= Problem to solve =
Every record that follows needs to be written out again, exactly.

= Dataset entries =
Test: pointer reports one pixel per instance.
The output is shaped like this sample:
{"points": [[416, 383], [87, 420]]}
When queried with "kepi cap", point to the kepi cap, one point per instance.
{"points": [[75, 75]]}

= Exercise output =
Test: pointer reports one pixel per instance.
The output is shaped like this sample:
{"points": [[416, 383], [87, 420]]}
When queried with "kepi cap", point to the kepi cap, one point per instance.
{"points": [[75, 75]]}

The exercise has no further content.